== DATA SHOWN

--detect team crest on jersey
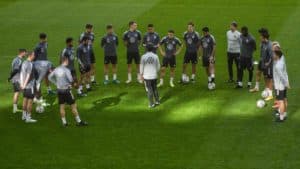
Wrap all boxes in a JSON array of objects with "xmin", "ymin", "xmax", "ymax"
[
  {"xmin": 83, "ymin": 48, "xmax": 87, "ymax": 53},
  {"xmin": 147, "ymin": 37, "xmax": 150, "ymax": 42},
  {"xmin": 167, "ymin": 44, "xmax": 174, "ymax": 50},
  {"xmin": 107, "ymin": 38, "xmax": 111, "ymax": 43},
  {"xmin": 246, "ymin": 39, "xmax": 249, "ymax": 43},
  {"xmin": 187, "ymin": 38, "xmax": 193, "ymax": 44},
  {"xmin": 129, "ymin": 37, "xmax": 136, "ymax": 43},
  {"xmin": 203, "ymin": 42, "xmax": 208, "ymax": 48}
]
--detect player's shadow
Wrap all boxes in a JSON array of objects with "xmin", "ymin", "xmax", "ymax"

====

■ WHAT THE TASK REQUIRES
Of the records above, copy each line that includes "detect".

■ ANSWER TO THE EXERCISE
--detect team crest on jersey
--detect player's shadow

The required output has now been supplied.